Each line below is to be copied out exactly, and none may be omitted.

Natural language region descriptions

·····

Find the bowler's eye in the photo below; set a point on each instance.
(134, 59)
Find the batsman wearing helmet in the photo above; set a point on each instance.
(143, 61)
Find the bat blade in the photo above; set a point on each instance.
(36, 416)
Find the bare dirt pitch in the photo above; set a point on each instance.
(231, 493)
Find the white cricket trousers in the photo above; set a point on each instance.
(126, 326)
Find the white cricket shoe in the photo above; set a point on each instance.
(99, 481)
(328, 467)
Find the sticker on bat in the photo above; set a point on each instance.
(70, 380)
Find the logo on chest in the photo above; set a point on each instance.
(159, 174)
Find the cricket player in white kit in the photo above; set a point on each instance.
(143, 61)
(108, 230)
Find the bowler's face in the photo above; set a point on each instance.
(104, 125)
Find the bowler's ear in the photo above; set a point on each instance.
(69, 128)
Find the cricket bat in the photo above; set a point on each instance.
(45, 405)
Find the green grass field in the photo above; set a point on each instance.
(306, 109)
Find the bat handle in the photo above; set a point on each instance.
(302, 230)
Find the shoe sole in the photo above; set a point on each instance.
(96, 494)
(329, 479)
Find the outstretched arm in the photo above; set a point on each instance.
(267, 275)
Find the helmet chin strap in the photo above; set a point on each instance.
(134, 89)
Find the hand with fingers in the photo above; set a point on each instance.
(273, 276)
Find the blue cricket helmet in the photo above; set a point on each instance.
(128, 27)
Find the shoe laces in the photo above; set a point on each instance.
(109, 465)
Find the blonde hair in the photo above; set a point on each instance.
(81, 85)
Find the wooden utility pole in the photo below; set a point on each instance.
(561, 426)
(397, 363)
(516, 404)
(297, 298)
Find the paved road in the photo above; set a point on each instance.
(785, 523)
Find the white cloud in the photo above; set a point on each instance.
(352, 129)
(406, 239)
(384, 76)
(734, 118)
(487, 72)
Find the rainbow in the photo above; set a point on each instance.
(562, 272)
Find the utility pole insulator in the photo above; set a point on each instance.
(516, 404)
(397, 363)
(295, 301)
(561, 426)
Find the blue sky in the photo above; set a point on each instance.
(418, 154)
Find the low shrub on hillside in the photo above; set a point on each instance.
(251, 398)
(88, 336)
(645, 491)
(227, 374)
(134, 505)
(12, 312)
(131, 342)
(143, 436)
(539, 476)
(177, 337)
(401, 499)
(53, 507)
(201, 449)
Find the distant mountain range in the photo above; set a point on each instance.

·····

THE ANSWER:
Find the bowler's eye in the photo below; set a point on each instance.
(134, 59)
Find the batsman wearing helmet in the photo above; set a point on each instance.
(143, 61)
Find the bat blade in the photo above; set a point on each instance.
(36, 416)
Find the bare dirt pitch in the photo above; set a point on each instance.
(231, 493)
Find the white cricket trousers in the photo above; set a point on each instance.
(126, 326)
Find the white cricket shoe in the photo above; set a point on each instance.
(99, 481)
(328, 467)
Find the sticker on bat in the photo above; set a point on each instance.
(70, 380)
Find the logo on chest in the photo above; set a point on each instance.
(159, 174)
Find the cricket player in white kit in the photo above; set a point on each instance.
(143, 61)
(108, 230)
Find the bowler's face in the photo above; set a point on each instance.
(104, 125)
Find the bowler's ear in the photo above; set a point on each instance.
(69, 128)
Find the cricket bat in the photo above; set a point on each instance.
(45, 405)
Find the green grass field in the photo above; set a point on each instance.
(306, 109)
Find the bat handle in the photo above; set a point on each instance.
(302, 230)
Find the shoe sole in the photo above; set a point on each instance.
(96, 494)
(329, 479)
Find the outstretched arm in the photo above; set a point on each instance.
(267, 275)
Find the helmet chin strap in the photo above; set a point on each instance.
(134, 89)
Find the hand with fingers in the photo above; set a point on each instance.
(273, 276)
Find the blue cricket helmet in the photo above; set a point on each instance.
(128, 27)
Find the shoe laces in the photo above; set a point on each instance.
(109, 465)
Find the blonde hair in the photo above; set a point on each instance.
(81, 85)
Find the wooden utility pole in the photo below; set a point on each instance.
(561, 426)
(397, 363)
(516, 404)
(297, 298)
Find the paved road in the photo above; set a point on each instance.
(785, 523)
Find the white cloud in the photo above; set a point on each instance.
(352, 129)
(406, 239)
(384, 76)
(734, 118)
(487, 72)
Find the rainbow in the photo above; set a point on each instance.
(562, 272)
Find the utility pole insulator in the photo above; set a point on each instance.
(516, 404)
(397, 363)
(295, 301)
(561, 426)
Find the blue sky in the photo above; set a point on each instance.
(418, 154)
Find the low shrub on hillside in the photo above; set a point on each instance.
(251, 398)
(88, 336)
(645, 491)
(227, 374)
(134, 505)
(12, 312)
(131, 342)
(143, 436)
(539, 476)
(177, 337)
(401, 499)
(53, 507)
(201, 449)
Find the distant mountain range in the photo above; set a point on each instance.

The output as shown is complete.